┌─ THE DATA

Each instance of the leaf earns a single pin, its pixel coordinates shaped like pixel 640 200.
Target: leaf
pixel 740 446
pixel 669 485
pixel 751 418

└─

**OBJECTIVE:** Please swap "leaf" for "petal" everywhere it appears in the lines above, and reproduce all of them with nothing else changed.

**SOLVED PROBLEM:**
Each instance of the petal earns a single pin, its pixel coordinates shaped like pixel 640 200.
Target: petal
pixel 740 446
pixel 669 485
pixel 751 418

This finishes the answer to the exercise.